*Stated goal 1:* Reproduce the part of the grape focaccia post between "News & Information" and "one of them.", inclusive, word for word.
*Stated goal 2:* Carry on writing the grape focaccia post from the point where it stops.

*Extract:*

|---|

The Fresh Loaf

News & Information for Amateur Bakers and Artisan Bread Enthusiasts

XVIII - Sourdough Schiacciata con L’Uva ….sort of.

lumos's picture
lumos

XVIII - Sourdough Schiacciata con L’Uva ….sort of.

The autumn has come (though the summer seems to have decided to come back for a few days at the moment in UK), and some of the posts on TFL are reflecting the change of season. Floyd’s post on the beautiful grape focaccia was one of them.

Tuscan speciality, Schiacciata con L’Ulva (or grape focaccia, for people outside Tuscany) is one of many breads I’d been meaning to bake but hadn’t yet.  But the colour of the juice oozing from the grapes on Floyd’s picture looked so enticing, I decided I really need to give it a try, at long last.

The authentic one is made with black grapes, but I only had red grapes at hand when I felt the sudden impulse to bake it.  I could've waited until next day when I was due to go grocer-shopping, but thought I didn't do it then and there, I might leave it forever again, so it's Red Grape schiacciata I made. Also instead of sweet version of Tuscan original, which sometimes uses raisins in the filling, too, I only put much smaller amount of sugar in the dough (my trusted, regular sourdough focaccia dough + added sugar. See below) to make it savour to accompany the sautéed pork with blue cheese for dinner.  And lots of rosemary, of course, and a bit of black pepper and coarse sea salt as  a subtle contrast to the sweetness of grapes.

|---|

*Entries:*
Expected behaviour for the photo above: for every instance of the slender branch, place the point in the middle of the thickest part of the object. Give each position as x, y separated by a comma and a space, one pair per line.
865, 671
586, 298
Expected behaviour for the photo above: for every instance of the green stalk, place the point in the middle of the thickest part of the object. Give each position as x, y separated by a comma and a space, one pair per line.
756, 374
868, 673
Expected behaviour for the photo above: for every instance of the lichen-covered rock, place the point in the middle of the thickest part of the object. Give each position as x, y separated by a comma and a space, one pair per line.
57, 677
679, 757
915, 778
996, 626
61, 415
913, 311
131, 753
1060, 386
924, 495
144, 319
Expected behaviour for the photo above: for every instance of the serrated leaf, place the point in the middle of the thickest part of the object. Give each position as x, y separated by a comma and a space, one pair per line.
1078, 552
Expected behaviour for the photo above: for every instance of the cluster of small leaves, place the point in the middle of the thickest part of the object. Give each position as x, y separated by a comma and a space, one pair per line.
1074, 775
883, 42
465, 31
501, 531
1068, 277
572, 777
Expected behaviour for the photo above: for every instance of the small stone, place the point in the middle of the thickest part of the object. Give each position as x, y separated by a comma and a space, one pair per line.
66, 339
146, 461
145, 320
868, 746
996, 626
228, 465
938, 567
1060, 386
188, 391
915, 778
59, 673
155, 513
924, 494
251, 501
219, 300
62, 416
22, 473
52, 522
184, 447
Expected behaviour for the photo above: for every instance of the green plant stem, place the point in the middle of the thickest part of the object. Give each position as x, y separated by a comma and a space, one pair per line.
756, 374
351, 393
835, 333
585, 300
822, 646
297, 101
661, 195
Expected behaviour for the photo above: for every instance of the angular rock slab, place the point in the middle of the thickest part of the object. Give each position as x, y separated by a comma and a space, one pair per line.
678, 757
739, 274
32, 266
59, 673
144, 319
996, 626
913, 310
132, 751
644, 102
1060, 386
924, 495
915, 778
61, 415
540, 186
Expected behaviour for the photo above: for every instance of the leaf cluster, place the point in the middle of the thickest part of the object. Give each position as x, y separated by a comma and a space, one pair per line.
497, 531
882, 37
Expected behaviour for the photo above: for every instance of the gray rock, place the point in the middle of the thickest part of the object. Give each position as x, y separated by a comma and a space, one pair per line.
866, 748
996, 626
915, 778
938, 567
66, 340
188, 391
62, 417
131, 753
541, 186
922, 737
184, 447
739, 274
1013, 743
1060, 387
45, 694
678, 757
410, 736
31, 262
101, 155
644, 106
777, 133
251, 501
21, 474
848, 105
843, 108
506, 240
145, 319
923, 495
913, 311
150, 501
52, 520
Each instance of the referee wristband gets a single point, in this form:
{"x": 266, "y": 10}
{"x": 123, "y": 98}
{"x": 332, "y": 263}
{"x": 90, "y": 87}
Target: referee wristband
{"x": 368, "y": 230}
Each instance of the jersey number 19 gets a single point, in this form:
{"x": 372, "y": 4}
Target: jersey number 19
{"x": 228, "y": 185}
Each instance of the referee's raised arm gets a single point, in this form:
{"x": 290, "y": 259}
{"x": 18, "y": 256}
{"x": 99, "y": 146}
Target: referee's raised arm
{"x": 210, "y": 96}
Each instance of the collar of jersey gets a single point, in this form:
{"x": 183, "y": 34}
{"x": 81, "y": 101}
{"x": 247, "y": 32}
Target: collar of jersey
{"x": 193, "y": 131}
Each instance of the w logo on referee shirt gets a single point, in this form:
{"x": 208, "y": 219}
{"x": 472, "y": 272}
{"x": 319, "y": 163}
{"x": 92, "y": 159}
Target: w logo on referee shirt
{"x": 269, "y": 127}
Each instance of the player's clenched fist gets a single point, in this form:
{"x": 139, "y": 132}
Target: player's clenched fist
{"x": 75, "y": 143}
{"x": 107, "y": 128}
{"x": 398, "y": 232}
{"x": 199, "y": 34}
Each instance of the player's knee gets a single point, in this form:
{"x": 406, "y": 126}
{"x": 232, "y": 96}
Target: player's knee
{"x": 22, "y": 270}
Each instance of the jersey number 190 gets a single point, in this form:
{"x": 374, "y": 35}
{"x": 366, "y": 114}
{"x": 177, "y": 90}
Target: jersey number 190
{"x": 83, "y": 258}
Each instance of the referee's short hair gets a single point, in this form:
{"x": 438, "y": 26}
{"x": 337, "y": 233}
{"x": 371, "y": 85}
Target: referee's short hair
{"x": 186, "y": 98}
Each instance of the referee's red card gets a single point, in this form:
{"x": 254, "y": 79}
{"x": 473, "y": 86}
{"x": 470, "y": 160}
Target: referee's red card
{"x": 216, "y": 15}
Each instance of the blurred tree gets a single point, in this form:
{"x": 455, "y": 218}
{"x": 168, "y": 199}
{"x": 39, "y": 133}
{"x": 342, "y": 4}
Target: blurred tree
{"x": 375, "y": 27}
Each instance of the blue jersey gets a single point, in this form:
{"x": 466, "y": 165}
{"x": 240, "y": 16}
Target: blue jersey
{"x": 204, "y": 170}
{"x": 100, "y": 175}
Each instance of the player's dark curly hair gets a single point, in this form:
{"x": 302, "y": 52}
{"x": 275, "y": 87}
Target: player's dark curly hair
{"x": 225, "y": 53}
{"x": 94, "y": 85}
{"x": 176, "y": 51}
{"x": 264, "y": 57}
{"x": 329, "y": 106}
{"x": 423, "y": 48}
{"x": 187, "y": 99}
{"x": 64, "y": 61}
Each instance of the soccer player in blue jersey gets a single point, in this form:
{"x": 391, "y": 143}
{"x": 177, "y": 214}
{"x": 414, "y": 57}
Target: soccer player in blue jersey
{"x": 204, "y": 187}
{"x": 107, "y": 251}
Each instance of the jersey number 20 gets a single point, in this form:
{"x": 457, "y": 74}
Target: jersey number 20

|---|

*Task answer 1:*
News & Information for Amateur Bakers and Artisan Bread Enthusiasts

XVIII - Sourdough Schiacciata con L’Uva ….sort of.

lumos's picture
lumos

XVIII - Sourdough Schiacciata con L’Uva ….sort of.

The autumn has come (though the summer seems to have decided to come back for a few days at the moment in UK), and some of the posts on TFL are reflecting the change of season. Floyd’s post on the beautiful grape focaccia was one of them.

*Task answer 2:*
 

Sourdough Schiacciata con L'Ulva - Savory and unauthentic, but who cares, it tastes good! :p

INGREDIENTS

   For Dough

      Starter (70% hydration)   70g

      Strong flour   100g

     Plain flour    100g

     Skimmed milk powder    1 tbls

     Sugar  1 tsp

     Salt  4g

    Extra Virgin Olive Oil  2 tbls

    Water   155 - 160g (78-80%)

 

  For Filling/Topping

    Grapes   200-250g

    Rosemary

    Freshly, coarsely ground black pepper

    Coarse sea salt

    Olive oil

 

 METHOD

  1. Mix all the ingredients for the dough and autolyse for 30 minutes.
  2. S & F 3 times in the bowl every 40 minutes or so until medium gluten development.
  3. Put in the fridge and cold retard for overnight – 18 hrs.
  4. Take it out of the fridge and leave for 30 minutes at room temperature.
  5. Spread the dough on a lightly-oiled worktop and scatter a half of grapes and rosemary on a half of the dough.

 

   6.  Fold the other half of the dough (the part without grapes/rosemary) over to cover the grapes/rosemary.

                Note : If you feel the dough lacks gluten development at this stage, you can gently letter-fold once to remedy that. (Try not to deflate the dough, though)

   7.  Scatter the remaining grapes and rosemary, lightly pressing down the grapes into the dough.

 

  8. Cover and proof for 40 minutes – 1 hr until it almost double in size.

  9.  Pre-heat the oven and baking stone at 250C.

 10.   When ready to bake, lightly press down grapes again,  if necessary. Drizzle some olive oil all over with sprinkle of black pepper and a tiny amount of coarse sea salt on top. 
 11.  Place on the baking stone, shut the oven door and lower the temperature to 200C.
 12.  Bake for 30 – 35 minutes until puffed up and golden.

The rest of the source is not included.